▸ YOUR OBJECTIVE
Word for word, restate all the records; images are not part of the copy.
··· MATERIAL PROVIDED ···
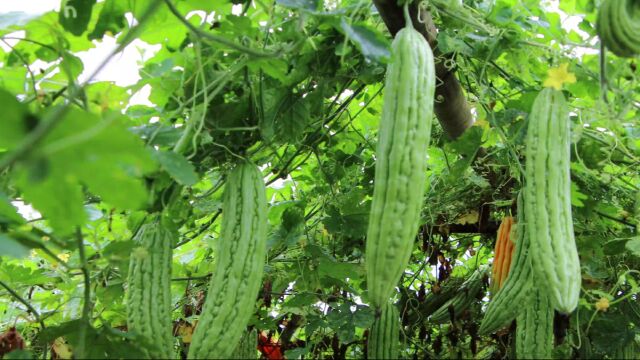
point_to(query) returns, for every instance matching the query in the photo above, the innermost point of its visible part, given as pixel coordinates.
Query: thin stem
(216, 38)
(86, 308)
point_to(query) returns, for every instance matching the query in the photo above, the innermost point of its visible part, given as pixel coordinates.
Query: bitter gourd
(401, 163)
(240, 256)
(149, 287)
(554, 255)
(534, 327)
(507, 302)
(384, 334)
(466, 295)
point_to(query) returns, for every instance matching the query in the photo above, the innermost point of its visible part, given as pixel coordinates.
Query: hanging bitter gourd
(534, 327)
(240, 256)
(247, 348)
(618, 26)
(507, 302)
(503, 253)
(401, 162)
(465, 296)
(554, 255)
(384, 334)
(149, 287)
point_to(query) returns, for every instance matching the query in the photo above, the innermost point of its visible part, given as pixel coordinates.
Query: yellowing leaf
(556, 77)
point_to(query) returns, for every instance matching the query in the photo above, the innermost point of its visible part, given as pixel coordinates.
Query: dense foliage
(296, 87)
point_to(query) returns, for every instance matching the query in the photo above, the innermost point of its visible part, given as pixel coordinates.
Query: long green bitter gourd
(247, 348)
(240, 258)
(401, 163)
(618, 26)
(384, 336)
(554, 255)
(149, 287)
(507, 302)
(465, 296)
(534, 327)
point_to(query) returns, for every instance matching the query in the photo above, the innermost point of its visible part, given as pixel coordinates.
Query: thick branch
(451, 107)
···
▸ ANSWER BOX
point_to(query) returns, for every instance matching the query in the photo above, the innermost point of its visible part, given as pixel coordinates.
Query: thin stem
(216, 38)
(86, 308)
point_to(query) returns, for every instance matching the query in the photo above, the innermost point of its visible part, given as pixel coordinates.
Query: bitter gourd
(401, 163)
(240, 256)
(149, 287)
(554, 255)
(534, 327)
(507, 302)
(384, 334)
(466, 295)
point_to(query) returns, for every instance matching the query in the photo above, the innermost point of its visible part, given as pixel coordinates.
Query: hanging bitter gourd
(534, 327)
(240, 256)
(247, 348)
(618, 26)
(507, 302)
(503, 253)
(401, 162)
(465, 296)
(554, 255)
(384, 334)
(149, 287)
point_to(query) returns, for every instance matching the query in the photo above, the innermost point of its visible part, given as pixel coordinates.
Query: yellowing leaf
(556, 77)
point_to(query) returns, for every instance matching the query in the photo above, the innermost point of its visible part, given as pixel coordinates.
Query: dense foliage
(296, 87)
point_to(query) returns, for every instance matching the query in the photo above, the innermost point of its visible part, given as pixel coordinates.
Query: long green bitter gourd
(247, 348)
(240, 258)
(401, 163)
(618, 26)
(384, 336)
(554, 255)
(149, 287)
(507, 302)
(465, 296)
(534, 327)
point_to(query) returns, for every instance matching the query in the photo above, the innermost point of its visible part, given as pixel coordinates.
Query: thick branch
(451, 107)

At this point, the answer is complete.